### [WHAT NEEDS TO BE DONE]
All lines from the one containing "Would you mind pointing out the woman with" to the end of the listing below should be output exactly; omit the pictures.

### [INPUT RECORDS]
===
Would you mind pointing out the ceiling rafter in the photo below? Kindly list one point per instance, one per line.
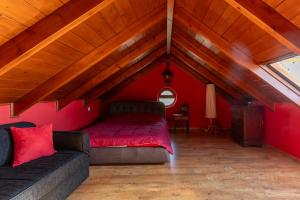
(119, 87)
(85, 63)
(170, 13)
(187, 20)
(188, 61)
(199, 77)
(47, 30)
(126, 60)
(98, 91)
(268, 19)
(213, 61)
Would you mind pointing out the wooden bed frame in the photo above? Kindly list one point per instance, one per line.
(131, 155)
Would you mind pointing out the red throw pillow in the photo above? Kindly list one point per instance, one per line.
(32, 143)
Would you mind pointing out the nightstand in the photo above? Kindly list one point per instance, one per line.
(179, 119)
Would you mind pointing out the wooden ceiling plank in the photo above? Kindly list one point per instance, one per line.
(85, 63)
(205, 73)
(270, 21)
(201, 78)
(170, 11)
(126, 60)
(182, 17)
(207, 56)
(97, 92)
(46, 31)
(119, 87)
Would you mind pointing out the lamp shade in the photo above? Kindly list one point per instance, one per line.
(210, 108)
(167, 74)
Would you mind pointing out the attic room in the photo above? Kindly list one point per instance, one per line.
(149, 99)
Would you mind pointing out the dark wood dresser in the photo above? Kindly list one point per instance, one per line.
(247, 125)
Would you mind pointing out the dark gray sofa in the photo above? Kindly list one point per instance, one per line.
(53, 177)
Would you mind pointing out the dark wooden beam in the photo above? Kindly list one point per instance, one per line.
(98, 91)
(47, 30)
(196, 26)
(213, 61)
(199, 77)
(119, 87)
(200, 69)
(76, 69)
(170, 13)
(123, 62)
(272, 22)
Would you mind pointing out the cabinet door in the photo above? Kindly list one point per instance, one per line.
(238, 123)
(253, 130)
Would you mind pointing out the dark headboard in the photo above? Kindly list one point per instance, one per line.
(151, 107)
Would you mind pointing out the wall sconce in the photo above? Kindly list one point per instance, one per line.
(167, 74)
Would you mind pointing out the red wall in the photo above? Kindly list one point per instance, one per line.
(72, 117)
(282, 128)
(188, 89)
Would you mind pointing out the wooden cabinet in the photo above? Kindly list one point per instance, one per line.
(247, 125)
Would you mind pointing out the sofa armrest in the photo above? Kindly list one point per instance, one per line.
(71, 140)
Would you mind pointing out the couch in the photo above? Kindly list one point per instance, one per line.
(53, 177)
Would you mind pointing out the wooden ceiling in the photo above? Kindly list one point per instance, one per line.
(63, 50)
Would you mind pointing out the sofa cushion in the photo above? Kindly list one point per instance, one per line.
(6, 142)
(36, 178)
(32, 143)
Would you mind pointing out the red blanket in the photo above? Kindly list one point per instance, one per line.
(131, 130)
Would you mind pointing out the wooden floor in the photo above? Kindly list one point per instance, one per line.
(203, 167)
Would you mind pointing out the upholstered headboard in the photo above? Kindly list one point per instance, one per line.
(151, 107)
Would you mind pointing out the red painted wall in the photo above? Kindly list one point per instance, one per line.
(282, 128)
(189, 90)
(72, 117)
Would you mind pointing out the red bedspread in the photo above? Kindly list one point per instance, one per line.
(131, 130)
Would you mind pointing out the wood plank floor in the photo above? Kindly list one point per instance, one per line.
(203, 167)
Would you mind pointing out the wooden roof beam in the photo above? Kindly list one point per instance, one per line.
(199, 77)
(170, 11)
(47, 30)
(123, 62)
(188, 61)
(268, 19)
(85, 63)
(101, 89)
(212, 60)
(119, 87)
(196, 26)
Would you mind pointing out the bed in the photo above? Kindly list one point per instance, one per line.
(133, 133)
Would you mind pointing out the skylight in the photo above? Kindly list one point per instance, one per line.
(289, 69)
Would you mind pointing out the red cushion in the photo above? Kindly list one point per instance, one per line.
(32, 143)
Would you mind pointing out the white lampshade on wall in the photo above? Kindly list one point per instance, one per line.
(210, 111)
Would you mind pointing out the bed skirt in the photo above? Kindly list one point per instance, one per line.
(128, 155)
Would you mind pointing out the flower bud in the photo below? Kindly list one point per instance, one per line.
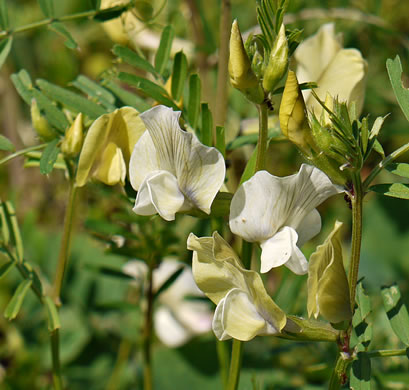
(242, 76)
(277, 63)
(40, 123)
(72, 143)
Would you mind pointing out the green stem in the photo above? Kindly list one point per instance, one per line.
(356, 202)
(65, 18)
(22, 152)
(262, 137)
(65, 245)
(387, 160)
(222, 73)
(55, 353)
(388, 353)
(235, 365)
(147, 333)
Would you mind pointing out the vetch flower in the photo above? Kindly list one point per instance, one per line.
(337, 71)
(171, 170)
(280, 214)
(176, 319)
(328, 291)
(244, 309)
(108, 145)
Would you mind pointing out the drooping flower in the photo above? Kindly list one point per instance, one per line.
(337, 71)
(328, 291)
(171, 170)
(177, 319)
(108, 145)
(244, 309)
(280, 214)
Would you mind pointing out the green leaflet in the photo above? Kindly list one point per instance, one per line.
(16, 301)
(395, 76)
(397, 312)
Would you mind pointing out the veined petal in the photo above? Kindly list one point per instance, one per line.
(278, 249)
(169, 329)
(239, 317)
(200, 170)
(159, 193)
(111, 168)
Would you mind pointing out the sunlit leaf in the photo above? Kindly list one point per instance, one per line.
(179, 75)
(395, 75)
(163, 53)
(397, 312)
(395, 190)
(49, 157)
(5, 47)
(6, 144)
(61, 30)
(193, 106)
(16, 301)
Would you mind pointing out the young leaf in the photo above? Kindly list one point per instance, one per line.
(71, 99)
(193, 106)
(361, 372)
(49, 157)
(163, 53)
(395, 76)
(179, 75)
(94, 90)
(400, 169)
(13, 229)
(126, 97)
(6, 144)
(53, 317)
(61, 30)
(16, 301)
(47, 6)
(397, 312)
(5, 47)
(4, 16)
(395, 190)
(207, 125)
(132, 58)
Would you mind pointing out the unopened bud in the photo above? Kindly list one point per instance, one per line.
(242, 76)
(40, 123)
(277, 63)
(74, 137)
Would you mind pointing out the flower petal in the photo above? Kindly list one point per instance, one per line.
(200, 170)
(111, 169)
(169, 330)
(159, 193)
(278, 249)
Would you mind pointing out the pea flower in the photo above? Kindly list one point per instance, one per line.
(337, 71)
(328, 291)
(108, 145)
(280, 214)
(176, 318)
(171, 170)
(244, 309)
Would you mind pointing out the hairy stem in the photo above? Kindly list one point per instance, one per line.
(65, 245)
(222, 73)
(356, 202)
(65, 18)
(55, 354)
(262, 137)
(235, 365)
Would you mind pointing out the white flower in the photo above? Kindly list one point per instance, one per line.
(280, 214)
(177, 319)
(337, 71)
(244, 308)
(171, 170)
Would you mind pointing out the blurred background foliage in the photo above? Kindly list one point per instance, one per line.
(101, 326)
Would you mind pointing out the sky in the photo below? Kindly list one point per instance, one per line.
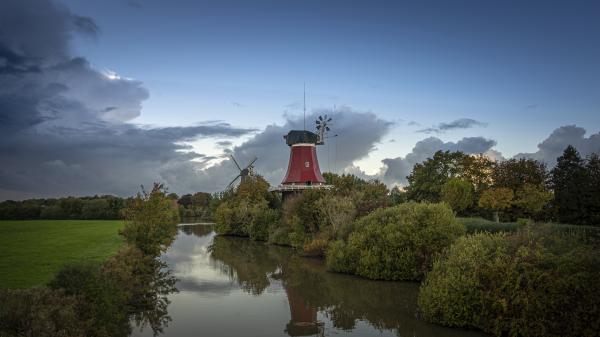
(100, 97)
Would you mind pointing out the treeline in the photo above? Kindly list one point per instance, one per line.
(510, 189)
(198, 206)
(103, 300)
(540, 280)
(96, 207)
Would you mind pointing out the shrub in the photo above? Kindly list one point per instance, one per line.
(39, 312)
(531, 283)
(247, 211)
(338, 258)
(103, 299)
(151, 221)
(397, 243)
(315, 247)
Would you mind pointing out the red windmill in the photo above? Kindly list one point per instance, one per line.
(303, 168)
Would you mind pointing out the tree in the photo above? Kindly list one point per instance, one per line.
(246, 211)
(532, 198)
(151, 221)
(458, 194)
(593, 189)
(496, 199)
(569, 181)
(337, 211)
(427, 178)
(397, 196)
(515, 173)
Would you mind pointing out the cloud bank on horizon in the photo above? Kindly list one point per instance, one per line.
(66, 128)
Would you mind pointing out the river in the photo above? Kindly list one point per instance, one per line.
(236, 287)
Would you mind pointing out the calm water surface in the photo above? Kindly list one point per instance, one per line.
(236, 287)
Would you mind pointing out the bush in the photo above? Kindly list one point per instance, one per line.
(103, 299)
(39, 312)
(531, 283)
(396, 243)
(151, 221)
(247, 211)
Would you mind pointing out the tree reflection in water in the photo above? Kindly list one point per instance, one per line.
(343, 299)
(197, 230)
(147, 283)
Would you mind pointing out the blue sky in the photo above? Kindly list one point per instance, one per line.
(523, 67)
(520, 70)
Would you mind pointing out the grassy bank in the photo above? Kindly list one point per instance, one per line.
(32, 251)
(475, 225)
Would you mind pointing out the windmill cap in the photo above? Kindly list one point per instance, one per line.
(300, 136)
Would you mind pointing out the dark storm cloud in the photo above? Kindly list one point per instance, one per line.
(553, 146)
(358, 132)
(64, 124)
(396, 169)
(462, 123)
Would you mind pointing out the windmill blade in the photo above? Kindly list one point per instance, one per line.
(236, 164)
(233, 181)
(252, 162)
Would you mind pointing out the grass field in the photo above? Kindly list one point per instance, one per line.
(31, 252)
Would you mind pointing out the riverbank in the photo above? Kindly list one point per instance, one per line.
(33, 251)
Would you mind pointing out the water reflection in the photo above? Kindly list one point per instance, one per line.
(236, 287)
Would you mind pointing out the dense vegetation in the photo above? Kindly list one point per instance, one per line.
(93, 208)
(510, 278)
(103, 299)
(530, 283)
(396, 243)
(197, 207)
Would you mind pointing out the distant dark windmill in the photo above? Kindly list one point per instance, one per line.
(322, 127)
(244, 172)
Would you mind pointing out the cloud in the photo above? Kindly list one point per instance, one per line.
(463, 123)
(396, 169)
(64, 125)
(553, 146)
(357, 131)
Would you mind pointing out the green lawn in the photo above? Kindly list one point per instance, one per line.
(31, 252)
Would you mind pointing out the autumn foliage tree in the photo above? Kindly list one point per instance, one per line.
(458, 194)
(496, 200)
(151, 221)
(532, 198)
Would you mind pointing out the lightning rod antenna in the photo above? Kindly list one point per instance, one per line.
(304, 84)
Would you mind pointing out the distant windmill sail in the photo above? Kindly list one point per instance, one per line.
(322, 124)
(244, 172)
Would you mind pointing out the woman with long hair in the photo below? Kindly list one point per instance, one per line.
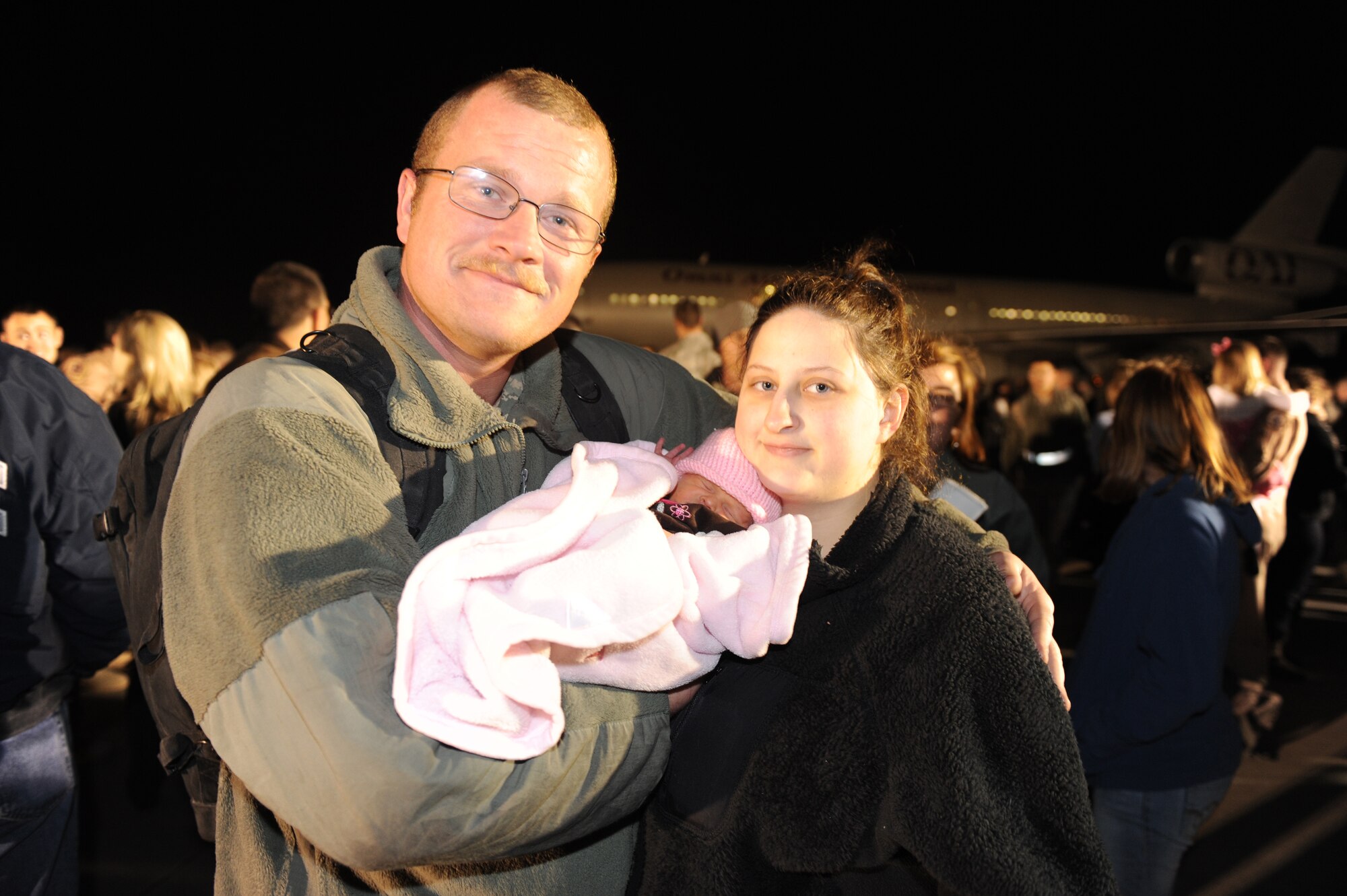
(1159, 736)
(909, 736)
(953, 378)
(158, 380)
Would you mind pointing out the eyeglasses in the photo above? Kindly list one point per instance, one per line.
(486, 194)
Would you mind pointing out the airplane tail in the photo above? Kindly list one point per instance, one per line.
(1296, 211)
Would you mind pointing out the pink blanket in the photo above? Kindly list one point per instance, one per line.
(583, 563)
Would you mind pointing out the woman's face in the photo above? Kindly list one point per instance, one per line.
(810, 419)
(946, 399)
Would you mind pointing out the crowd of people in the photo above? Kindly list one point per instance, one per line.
===
### [WRITTEN SOLUTION]
Would you mind pointing out the woman with long hair in the photo below? Kindly list one point per instance, one per line.
(1159, 736)
(909, 736)
(953, 378)
(158, 380)
Would you mind pointing out the eyeglasses in the photo above? Kindly list one point per instance, one per line.
(486, 194)
Would you mind pointing out the airplane tail in the photo above? Kindly list one point per instance, one per line.
(1296, 211)
Would you mind pointing out the pink blanket in the photo above? Kindly list one point per instance, one per line.
(583, 563)
Would you mind pointing out the woman's face in the photo above? Kindly list one point per instance, one per line.
(810, 419)
(946, 399)
Would you mind pointing out the crowd of people in the photo above? Kindly list one point per instance, one per line.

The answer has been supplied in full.